Selected excerpt:
--- begin ---

Ford Tourneo proves its mettle as the UK’s best MPV
It would take a huge amount of ‘chutzpah’, admits Iain Robertson, to contemplate running a van-derived-car as a business vehicle but, for some people, this niche fits demands to perfection, if only more would realise it.
Judging by the number of VW Transporter vans doing the rounds at the moment, the concept of living with a commercial vehicle and personalising it with bigger alloy wheels, blackout glazing and some nifty graphics is very much ‘on the cards’. Of course, it could be that surfer fashion is partly responsible and the connection between those two brands is something that goes back to the earliest days of The Beach Boys and the ‘flower-power’ era.
However, another useful sliver of illumination has revealed that light vans are significantly easier to insure than small cars and for the terminal points-gatherer (from a never-ending round of speed camera detections), a slower, more ponderous option might become a useful transportation mainstay, for a certain period of time anyway.
Yet, there is another aspect that the more antipathetic individuals would never uncover. They would be unlikely to ever drive a van. Therefore, they would not discover how much fun can be derived from doing so. Apart from levying the incorrect gender for the noun, I gave a ‘Le Shed’ soubriquet to a Peugeot Partner Tepee Outdoor that I ran as a long-term test vehicle about four years ago. Therefore, I do have first-hand experience of living with a van-derived-car for the best part of a year.
Initially, I railed against the vehicle but the truth was that I came to appreciate and even admire its various qualities, not the least of which was the enormous load bay behind the rear seats. Its useful ceiling-located storage bins, removable back seats, commanding driving position, great drivability and its excellent overall efficiency taught me a lesson in humility. I enjoyed its practicality on holidays, as well as its thorough dependability during the working week and I even missed it after it was returned to Peugeot GB.
To live with the Ford Tourneo, which is based extensively on the latest version of the Ford Transit Connect light van, is consummately easy. For a start, it is a more modern vehicle than the Pug, which is still in production by the way, although not for much longer. However, make no mistake, this vehicle is a Transit and it is, thus, a commercial vehicle, built as such and with heavy duty intentions in mind. Its suitability as a workaday people-mover (or MPV) is what is in question. Does the Ford make the transition (if you can pardon the pun) from van to car?
Well, I can tell you assuredly that it does. However, upon first acquaintance, you might believe otherwise. Okay, the non-commercial colour of the test vehicle (a high-gloss coppery bronze) kind of gives it away. However, colour is not everything. The interior trim is certainly grey and businesslike, consisting of hard, easy-to-wipe plastic surfaces, although all five seats are pleasingly trimmed and exceptionally comfortable.

--- end ---

Written instruction A: Update the passage of the Tourneo review starting with "Initially, I railed" and going on through "to Peugeot GB." so that "load bay" reads "cargo area", and give that passage back.
Written instruction B: According to the Tourneo review, why would the more antipathetic individuals never discover how much fun can be derived from driving a van?

(Rows from a pointing dataset)
--- begin ---

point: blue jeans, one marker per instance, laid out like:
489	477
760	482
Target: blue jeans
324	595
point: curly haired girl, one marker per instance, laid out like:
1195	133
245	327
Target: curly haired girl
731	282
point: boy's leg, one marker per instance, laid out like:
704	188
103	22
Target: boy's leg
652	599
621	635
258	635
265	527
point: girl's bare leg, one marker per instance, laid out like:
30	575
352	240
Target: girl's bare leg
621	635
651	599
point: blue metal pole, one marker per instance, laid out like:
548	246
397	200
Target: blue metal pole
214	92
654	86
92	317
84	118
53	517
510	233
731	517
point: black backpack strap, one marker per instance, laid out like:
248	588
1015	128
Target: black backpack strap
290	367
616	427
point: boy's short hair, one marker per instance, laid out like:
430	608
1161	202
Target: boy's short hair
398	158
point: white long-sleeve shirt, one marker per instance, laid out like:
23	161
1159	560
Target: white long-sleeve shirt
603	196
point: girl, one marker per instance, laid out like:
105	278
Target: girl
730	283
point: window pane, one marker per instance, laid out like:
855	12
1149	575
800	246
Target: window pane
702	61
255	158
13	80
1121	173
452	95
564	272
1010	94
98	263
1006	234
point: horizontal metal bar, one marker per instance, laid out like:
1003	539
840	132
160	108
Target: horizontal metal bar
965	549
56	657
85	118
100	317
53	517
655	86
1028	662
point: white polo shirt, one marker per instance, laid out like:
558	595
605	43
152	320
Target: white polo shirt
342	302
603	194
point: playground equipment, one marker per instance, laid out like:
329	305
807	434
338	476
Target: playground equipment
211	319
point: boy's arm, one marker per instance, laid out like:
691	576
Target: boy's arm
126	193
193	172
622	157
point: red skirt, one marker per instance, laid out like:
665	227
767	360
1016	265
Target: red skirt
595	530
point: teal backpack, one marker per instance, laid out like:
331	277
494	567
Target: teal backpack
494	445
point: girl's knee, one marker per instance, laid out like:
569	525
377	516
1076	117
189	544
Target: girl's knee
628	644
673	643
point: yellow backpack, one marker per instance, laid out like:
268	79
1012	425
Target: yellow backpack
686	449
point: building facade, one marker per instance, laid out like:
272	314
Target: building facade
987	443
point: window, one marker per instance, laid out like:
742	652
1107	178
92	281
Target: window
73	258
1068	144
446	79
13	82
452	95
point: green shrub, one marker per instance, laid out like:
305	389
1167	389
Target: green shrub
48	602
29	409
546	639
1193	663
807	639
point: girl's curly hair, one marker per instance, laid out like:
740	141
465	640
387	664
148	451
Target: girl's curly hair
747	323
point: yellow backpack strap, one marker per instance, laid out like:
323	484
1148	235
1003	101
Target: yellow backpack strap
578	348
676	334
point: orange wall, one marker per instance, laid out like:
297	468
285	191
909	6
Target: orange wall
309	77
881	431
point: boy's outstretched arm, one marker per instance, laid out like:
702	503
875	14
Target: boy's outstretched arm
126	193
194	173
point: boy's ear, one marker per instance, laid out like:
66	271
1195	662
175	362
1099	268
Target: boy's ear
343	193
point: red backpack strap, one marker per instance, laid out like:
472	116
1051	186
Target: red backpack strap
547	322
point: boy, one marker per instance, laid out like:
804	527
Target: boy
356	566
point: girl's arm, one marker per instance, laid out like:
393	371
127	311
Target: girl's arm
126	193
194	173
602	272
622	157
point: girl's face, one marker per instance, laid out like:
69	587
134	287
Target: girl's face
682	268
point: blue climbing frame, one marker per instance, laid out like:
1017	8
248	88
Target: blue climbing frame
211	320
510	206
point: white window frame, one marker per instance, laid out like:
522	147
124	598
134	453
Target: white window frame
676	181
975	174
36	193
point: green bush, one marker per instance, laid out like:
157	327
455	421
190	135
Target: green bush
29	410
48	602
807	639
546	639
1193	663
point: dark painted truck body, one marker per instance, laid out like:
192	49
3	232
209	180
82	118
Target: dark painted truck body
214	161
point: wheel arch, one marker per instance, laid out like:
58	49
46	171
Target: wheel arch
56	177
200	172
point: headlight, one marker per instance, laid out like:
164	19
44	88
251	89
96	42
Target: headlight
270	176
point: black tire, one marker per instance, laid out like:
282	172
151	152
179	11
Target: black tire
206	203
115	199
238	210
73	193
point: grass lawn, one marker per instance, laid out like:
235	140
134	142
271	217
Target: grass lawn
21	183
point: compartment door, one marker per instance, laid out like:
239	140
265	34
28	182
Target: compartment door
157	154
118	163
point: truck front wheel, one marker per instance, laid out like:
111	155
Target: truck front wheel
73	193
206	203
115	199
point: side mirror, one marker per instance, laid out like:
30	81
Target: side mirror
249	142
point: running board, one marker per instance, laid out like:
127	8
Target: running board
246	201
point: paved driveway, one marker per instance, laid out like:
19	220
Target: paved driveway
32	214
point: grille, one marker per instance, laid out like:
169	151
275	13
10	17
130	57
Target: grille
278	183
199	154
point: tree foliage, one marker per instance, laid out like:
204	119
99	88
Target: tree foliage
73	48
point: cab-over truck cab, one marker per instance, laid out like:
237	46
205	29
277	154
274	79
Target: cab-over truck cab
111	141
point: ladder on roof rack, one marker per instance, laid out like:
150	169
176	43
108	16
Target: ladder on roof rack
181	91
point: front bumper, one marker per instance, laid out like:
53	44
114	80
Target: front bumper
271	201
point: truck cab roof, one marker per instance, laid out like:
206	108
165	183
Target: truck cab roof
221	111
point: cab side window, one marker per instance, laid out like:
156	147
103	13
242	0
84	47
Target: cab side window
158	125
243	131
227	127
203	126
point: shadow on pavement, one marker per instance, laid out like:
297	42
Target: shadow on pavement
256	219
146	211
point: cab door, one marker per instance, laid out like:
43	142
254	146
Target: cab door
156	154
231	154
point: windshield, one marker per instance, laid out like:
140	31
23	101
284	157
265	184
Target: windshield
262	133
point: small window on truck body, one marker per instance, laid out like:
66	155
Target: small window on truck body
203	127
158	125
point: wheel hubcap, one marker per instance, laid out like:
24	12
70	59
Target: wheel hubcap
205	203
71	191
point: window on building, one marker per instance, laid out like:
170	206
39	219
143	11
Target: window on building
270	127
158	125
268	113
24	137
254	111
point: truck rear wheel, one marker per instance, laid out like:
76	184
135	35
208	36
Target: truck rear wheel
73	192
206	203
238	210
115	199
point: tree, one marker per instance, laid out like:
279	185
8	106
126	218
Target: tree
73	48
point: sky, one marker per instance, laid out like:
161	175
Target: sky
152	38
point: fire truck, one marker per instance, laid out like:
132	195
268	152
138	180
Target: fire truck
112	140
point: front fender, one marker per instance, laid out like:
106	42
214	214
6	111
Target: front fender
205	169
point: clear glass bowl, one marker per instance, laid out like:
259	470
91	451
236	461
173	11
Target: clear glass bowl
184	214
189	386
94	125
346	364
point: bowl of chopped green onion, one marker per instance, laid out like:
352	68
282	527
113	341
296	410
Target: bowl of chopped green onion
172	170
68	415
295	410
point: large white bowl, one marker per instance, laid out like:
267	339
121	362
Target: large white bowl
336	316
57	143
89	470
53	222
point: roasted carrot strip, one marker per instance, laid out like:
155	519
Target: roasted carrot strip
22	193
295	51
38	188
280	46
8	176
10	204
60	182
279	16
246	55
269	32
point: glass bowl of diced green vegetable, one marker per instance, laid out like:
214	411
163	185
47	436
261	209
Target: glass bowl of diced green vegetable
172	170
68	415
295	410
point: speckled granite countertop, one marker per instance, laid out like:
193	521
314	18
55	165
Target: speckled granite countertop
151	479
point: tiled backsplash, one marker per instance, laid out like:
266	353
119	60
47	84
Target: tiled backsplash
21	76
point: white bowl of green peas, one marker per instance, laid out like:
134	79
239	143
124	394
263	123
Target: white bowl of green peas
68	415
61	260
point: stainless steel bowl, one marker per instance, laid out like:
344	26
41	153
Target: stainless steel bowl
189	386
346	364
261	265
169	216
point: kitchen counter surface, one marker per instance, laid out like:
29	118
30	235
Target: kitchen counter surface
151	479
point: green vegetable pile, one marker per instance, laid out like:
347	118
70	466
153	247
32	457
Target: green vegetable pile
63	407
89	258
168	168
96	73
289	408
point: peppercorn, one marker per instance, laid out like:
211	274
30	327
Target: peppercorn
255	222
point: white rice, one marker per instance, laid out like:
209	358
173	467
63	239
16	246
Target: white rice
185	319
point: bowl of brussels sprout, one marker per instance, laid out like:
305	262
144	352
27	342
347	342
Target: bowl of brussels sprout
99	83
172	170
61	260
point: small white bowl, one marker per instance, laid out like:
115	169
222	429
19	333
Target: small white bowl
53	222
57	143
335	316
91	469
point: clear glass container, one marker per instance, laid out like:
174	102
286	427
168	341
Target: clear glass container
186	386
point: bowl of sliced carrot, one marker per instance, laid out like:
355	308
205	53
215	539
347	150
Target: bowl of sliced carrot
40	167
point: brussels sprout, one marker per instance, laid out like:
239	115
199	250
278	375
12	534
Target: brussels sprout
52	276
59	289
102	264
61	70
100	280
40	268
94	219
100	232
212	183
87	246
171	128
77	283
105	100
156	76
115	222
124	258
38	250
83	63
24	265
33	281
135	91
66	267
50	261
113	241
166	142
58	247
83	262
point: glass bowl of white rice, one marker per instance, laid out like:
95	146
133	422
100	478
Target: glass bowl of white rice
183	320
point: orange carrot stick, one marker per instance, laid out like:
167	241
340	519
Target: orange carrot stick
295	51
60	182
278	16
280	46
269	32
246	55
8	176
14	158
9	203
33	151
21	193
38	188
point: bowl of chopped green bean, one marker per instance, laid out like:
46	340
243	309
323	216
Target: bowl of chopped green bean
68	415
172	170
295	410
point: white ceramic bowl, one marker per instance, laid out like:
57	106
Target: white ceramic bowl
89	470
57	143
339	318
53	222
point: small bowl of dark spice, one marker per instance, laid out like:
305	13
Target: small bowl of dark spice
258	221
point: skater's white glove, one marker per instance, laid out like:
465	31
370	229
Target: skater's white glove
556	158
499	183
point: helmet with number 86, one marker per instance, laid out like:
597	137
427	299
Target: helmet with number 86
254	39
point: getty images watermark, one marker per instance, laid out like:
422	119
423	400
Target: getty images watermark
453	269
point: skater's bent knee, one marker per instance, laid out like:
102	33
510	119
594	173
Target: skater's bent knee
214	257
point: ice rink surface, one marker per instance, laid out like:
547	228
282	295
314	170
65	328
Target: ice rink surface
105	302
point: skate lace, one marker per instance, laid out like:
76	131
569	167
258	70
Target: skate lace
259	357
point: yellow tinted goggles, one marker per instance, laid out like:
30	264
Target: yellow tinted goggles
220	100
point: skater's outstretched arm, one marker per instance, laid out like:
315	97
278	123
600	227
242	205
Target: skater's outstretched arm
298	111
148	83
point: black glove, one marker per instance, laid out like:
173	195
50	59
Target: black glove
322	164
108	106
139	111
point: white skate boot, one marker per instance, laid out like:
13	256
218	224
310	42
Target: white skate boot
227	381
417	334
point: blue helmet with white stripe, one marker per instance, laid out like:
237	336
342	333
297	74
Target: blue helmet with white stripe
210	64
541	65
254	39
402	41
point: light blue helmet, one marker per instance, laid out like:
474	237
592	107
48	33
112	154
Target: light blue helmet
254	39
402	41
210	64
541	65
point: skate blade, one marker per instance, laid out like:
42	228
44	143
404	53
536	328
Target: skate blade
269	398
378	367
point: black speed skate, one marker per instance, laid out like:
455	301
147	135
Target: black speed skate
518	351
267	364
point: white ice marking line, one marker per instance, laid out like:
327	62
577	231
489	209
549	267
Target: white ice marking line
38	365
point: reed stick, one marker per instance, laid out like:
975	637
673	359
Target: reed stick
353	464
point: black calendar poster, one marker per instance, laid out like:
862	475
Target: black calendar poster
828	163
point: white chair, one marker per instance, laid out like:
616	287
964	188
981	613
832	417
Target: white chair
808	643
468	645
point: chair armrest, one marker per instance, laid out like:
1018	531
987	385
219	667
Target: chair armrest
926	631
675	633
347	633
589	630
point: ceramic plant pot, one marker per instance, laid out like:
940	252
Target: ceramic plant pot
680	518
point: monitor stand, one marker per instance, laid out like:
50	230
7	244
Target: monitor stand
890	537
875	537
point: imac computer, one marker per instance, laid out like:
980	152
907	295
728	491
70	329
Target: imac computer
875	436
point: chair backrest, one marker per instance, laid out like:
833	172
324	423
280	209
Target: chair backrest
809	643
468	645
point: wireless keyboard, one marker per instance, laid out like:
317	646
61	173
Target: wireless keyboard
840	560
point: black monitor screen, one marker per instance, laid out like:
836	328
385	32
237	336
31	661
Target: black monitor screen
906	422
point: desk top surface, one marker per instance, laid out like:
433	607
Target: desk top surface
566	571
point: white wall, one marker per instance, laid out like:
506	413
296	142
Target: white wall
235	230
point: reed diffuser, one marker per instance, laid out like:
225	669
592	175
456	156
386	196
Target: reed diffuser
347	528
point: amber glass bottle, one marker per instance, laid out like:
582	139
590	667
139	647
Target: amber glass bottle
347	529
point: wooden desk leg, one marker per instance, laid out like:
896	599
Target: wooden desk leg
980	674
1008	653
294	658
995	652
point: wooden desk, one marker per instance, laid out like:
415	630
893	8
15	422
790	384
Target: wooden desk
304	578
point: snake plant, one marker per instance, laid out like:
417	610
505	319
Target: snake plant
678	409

--- end ---

Response A:
Initially, I railed against the vehicle but the truth was that I came to appreciate and even admire its various qualities, not the least of which was the enormous cargo area behind the rear seats. Its useful ceiling-located storage bins, removable back seats, commanding driving position, great drivability and its excellent overall efficiency taught me a lesson in humility. I enjoyed its practicality on holidays, as well as its thorough dependability during the working week and I even missed it after it was returned to Peugeot GB.

Response B: They would be unlikely ever to drive a van, so they would not find out how much fun doing so can be.